• Set problem:
Every line below is to be quoted exactly, with nothing added or dropped.
-- Start Provided data --
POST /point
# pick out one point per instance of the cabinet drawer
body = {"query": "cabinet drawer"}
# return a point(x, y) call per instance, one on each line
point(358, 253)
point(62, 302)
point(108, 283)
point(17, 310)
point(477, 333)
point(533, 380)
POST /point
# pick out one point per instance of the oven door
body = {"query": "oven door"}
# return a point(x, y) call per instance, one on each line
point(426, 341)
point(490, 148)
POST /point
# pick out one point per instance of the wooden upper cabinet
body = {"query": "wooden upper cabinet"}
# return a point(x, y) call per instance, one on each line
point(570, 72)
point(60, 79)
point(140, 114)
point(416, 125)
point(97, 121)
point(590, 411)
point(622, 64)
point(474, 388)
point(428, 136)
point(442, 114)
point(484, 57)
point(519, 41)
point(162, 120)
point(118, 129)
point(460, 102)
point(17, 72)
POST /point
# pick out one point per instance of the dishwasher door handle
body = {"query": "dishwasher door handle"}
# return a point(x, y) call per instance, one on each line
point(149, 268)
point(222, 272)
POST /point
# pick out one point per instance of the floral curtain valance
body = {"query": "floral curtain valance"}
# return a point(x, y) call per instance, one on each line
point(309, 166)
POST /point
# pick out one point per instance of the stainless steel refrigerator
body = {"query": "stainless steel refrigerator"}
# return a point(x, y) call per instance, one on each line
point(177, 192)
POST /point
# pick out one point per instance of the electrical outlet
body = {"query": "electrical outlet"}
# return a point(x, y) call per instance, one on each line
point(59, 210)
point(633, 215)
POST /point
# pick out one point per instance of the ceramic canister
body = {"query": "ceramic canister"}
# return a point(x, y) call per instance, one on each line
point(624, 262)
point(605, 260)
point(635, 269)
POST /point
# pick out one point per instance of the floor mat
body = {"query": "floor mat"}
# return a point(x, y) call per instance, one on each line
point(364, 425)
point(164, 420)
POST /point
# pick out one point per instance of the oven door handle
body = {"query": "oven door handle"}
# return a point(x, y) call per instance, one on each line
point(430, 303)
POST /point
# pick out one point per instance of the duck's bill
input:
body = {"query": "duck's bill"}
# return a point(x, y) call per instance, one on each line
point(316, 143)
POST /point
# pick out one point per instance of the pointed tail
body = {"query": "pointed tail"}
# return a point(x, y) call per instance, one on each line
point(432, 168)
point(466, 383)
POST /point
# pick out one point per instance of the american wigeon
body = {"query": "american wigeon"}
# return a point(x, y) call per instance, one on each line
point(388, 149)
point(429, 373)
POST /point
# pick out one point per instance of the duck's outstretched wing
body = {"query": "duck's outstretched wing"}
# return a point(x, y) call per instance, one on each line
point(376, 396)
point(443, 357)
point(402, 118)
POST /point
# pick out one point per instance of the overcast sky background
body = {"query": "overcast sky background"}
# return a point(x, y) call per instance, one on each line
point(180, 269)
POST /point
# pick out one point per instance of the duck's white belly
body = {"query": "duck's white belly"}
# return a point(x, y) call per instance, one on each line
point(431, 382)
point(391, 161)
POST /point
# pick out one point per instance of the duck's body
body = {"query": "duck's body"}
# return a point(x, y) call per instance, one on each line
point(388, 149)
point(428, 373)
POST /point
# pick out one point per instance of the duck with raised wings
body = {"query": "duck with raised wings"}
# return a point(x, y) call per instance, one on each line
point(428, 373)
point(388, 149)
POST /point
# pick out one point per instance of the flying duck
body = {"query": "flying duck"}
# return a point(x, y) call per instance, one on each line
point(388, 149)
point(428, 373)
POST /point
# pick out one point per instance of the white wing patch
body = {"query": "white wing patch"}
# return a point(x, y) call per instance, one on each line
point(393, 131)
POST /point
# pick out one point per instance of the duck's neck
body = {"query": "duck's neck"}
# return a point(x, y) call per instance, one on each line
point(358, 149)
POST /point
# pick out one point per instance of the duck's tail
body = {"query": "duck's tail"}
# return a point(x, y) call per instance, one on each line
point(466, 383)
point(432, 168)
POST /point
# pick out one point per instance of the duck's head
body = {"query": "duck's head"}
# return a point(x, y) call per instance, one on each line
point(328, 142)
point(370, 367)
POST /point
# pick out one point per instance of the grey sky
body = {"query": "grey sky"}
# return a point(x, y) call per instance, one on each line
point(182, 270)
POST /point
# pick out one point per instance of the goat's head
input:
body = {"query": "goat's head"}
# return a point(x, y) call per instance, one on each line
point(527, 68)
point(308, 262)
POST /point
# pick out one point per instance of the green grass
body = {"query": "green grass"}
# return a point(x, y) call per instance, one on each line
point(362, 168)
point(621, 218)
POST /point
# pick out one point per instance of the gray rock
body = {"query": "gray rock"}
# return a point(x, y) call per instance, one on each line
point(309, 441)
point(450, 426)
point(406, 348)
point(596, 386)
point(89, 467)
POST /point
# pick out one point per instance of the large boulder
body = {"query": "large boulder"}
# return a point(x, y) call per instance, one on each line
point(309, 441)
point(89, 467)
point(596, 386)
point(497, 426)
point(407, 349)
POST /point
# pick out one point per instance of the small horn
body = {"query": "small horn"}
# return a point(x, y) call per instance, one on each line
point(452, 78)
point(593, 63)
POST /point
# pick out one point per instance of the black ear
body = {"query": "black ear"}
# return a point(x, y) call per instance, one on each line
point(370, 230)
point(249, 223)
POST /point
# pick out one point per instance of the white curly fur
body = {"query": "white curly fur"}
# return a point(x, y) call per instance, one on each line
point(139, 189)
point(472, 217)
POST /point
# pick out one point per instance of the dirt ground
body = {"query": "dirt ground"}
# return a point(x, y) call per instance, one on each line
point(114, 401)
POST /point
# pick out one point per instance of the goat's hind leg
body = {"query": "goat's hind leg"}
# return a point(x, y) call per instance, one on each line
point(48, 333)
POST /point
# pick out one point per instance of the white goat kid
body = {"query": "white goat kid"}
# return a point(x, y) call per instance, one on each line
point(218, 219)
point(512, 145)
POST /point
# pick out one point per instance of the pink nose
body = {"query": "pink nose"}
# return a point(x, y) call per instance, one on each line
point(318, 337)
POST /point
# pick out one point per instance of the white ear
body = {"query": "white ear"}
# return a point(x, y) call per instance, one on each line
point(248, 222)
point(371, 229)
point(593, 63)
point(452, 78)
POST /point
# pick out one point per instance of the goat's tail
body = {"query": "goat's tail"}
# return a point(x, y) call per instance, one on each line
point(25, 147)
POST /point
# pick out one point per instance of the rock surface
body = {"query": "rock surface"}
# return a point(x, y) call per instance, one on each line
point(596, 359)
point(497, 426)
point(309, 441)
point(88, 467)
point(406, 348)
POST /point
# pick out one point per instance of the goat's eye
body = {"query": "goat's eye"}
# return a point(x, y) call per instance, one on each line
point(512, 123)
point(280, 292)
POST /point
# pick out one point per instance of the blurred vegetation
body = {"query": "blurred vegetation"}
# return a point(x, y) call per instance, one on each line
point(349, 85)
-- End Provided data --
• Task solution:
POST /point
# pick out one point per instance of the cabinet drawer
body = {"query": "cabinet drawer"}
# return a point(x, y) call per instance, one on each line
point(358, 253)
point(62, 302)
point(108, 283)
point(17, 310)
point(477, 333)
point(533, 380)
POST /point
# pick out one point per instance of the oven door
body = {"query": "oven door"}
# return a point(x, y) call per instance, one on each line
point(426, 341)
point(490, 148)
POST /point
# pick out one point per instance of the wooden upper cabinet
body = {"query": "wooden upper cabinet"}
# return a point(x, y) call per instance, one on each line
point(570, 72)
point(60, 79)
point(140, 114)
point(416, 125)
point(97, 121)
point(590, 411)
point(622, 64)
point(474, 388)
point(428, 136)
point(442, 114)
point(484, 57)
point(519, 41)
point(162, 120)
point(118, 129)
point(460, 102)
point(17, 72)
POST /point
# pick out one point per instance of the dishwasher door handle
body = {"query": "dishwasher door handle"}
# return a point(x, y) call per instance, one on each line
point(149, 268)
point(222, 272)
POST /point
# pick out one point per instance of the floral curtain valance
body = {"query": "floral curtain valance"}
# return a point(x, y) call per instance, one on each line
point(309, 166)
POST /point
# pick out one point per instance of the stainless steel refrigerator
body = {"query": "stainless steel refrigerator"}
# return a point(x, y) call per instance, one on each line
point(177, 192)
POST /point
# pick out one point per instance of the electrical outlet
body = {"query": "electrical outlet"}
# return a point(x, y) call per instance, one on each line
point(59, 210)
point(633, 215)
POST /point
# pick out one point per instance of the ceramic canister
body = {"query": "ceramic canister"}
# return a point(x, y) call per instance, one on each line
point(624, 262)
point(605, 260)
point(635, 269)
POST /point
# pick out one point per instance of the floor mat
body = {"query": "floor mat"}
# return a point(x, y) call per instance, one on each line
point(364, 425)
point(164, 420)
POST /point
# pick out one point per instance of the oven door handle
body = {"query": "oven door handle"}
# return a point(x, y) call per instance, one on each line
point(430, 303)
POST /point
# pick out one point per instance of the duck's bill
input:
body = {"query": "duck's bill"}
# return a point(x, y) call per instance, one on each line
point(316, 143)
POST /point
# pick out one point per instance of the pointed tail
body = {"query": "pointed tail"}
# return a point(x, y) call per instance, one on each line
point(432, 168)
point(466, 383)
POST /point
# pick out one point per instance of the american wigeon
body = {"query": "american wigeon"}
# return a point(x, y) call per instance, one on each line
point(388, 149)
point(429, 373)
POST /point
# pick out one point per instance of the duck's outstretched wing
body = {"query": "duck's outstretched wing"}
# return a point(x, y) call per instance, one on each line
point(376, 396)
point(443, 357)
point(402, 118)
POST /point
# pick out one point per instance of the overcast sky background
body = {"query": "overcast sky background"}
# return a point(x, y) call per instance, one on each line
point(180, 269)
POST /point
# pick out one point per instance of the duck's white belly
body = {"query": "duck's white belly"}
# return a point(x, y) call per instance, one on each line
point(431, 382)
point(391, 161)
POST /point
# pick out one point per instance of the duck's body
body = {"query": "duck's body"}
# return a point(x, y) call per instance, one on each line
point(388, 149)
point(428, 373)
POST /point
# pick out one point per instance of the duck with raised wings
body = {"query": "duck with raised wings"}
# return a point(x, y) call per instance, one on each line
point(428, 373)
point(388, 149)
POST /point
# pick out one point per instance of the flying duck
body = {"query": "flying duck"}
# return a point(x, y) call per instance, one on each line
point(388, 149)
point(428, 373)
POST /point
# pick out one point per instance of the white wing patch
body = {"query": "white wing patch"}
# return a point(x, y) call per instance, one on each line
point(393, 131)
POST /point
# pick out one point per instance of the duck's neck
body = {"query": "duck's neck"}
# return a point(x, y) call per instance, one on each line
point(358, 149)
POST /point
# pick out one point per instance of the duck's tail
body = {"query": "duck's tail"}
# return a point(x, y) call per instance, one on each line
point(466, 383)
point(432, 168)
POST /point
# pick out one point per instance of the duck's head
body = {"query": "duck's head"}
# return a point(x, y) call per instance, one on each line
point(328, 142)
point(370, 367)
POST /point
# pick out one point per instance of the grey sky
body = {"query": "grey sky"}
# return a point(x, y) call per instance, one on each line
point(182, 270)
POST /point
# pick out one point per instance of the goat's head
input:
body = {"query": "goat's head"}
# return a point(x, y) call per instance, one on each line
point(527, 68)
point(308, 262)
POST /point
# pick out one point per instance of the green grass
body = {"query": "green grass"}
# return a point(x, y) call per instance, one on each line
point(362, 168)
point(621, 218)
POST /point
# pick out one point per instance of the gray rock
body = {"query": "gray rock"}
# return a point(x, y) call per instance, one on each line
point(309, 441)
point(450, 426)
point(406, 348)
point(596, 386)
point(89, 467)
POST /point
# pick out one point per instance of the large boulder
body = {"query": "large boulder"}
# return a point(x, y) call per instance, one on each line
point(309, 441)
point(89, 467)
point(596, 386)
point(497, 426)
point(407, 349)
POST /point
# pick out one point per instance of the small horn
body = {"query": "small horn"}
# return a point(x, y) call per instance, one on each line
point(452, 78)
point(593, 63)
POST /point
# pick out one point per instance of the black ear
body = {"query": "black ear"}
# return a point(x, y) call per instance, one on each line
point(370, 230)
point(249, 223)
POST /point
# pick out one point per instance of the white curly fur
body = {"query": "white curly fur"}
# return a point(x, y) call per instance, one on each line
point(139, 189)
point(472, 217)
POST /point
# pick out one point per instance of the dirt ground
body = {"query": "dirt ground"}
# return a point(x, y) call per instance, one on each line
point(114, 401)
POST /point
# pick out one point per instance of the goat's hind leg
body = {"query": "goat's hind leg"}
# return a point(x, y) call per instance, one on each line
point(48, 333)
POST /point
# pick out one point per instance of the white goat kid
body = {"query": "white goat kid"}
# return a point(x, y) call per instance, one on each line
point(218, 219)
point(512, 145)
POST /point
# pick out one point per instance of the pink nose
body = {"query": "pink nose"}
# return a point(x, y) call per instance, one on each line
point(318, 337)
POST /point
# pick out one point per instance of the white ear
body = {"query": "white ear"}
# return a point(x, y) call per instance, one on each line
point(248, 222)
point(371, 229)
point(593, 63)
point(452, 78)
POST /point
# pick out one point per instance of the goat's tail
body = {"query": "goat's tail"}
# return a point(x, y) call per instance, one on each line
point(25, 147)
POST /point
# pick out one point per instance of the rock surface
body = {"query": "rock surface"}
# return a point(x, y) call per instance, one on each line
point(596, 359)
point(497, 426)
point(309, 441)
point(88, 467)
point(406, 348)
POST /point
# pick out one point per instance of the goat's eye
body = {"query": "goat's eye"}
# return a point(x, y) call per instance, one on each line
point(512, 123)
point(280, 292)
POST /point
# pick out one point per instance of the blurred vegetation
body = {"query": "blurred vegetation"}
# return a point(x, y) call per instance, one on each line
point(349, 85)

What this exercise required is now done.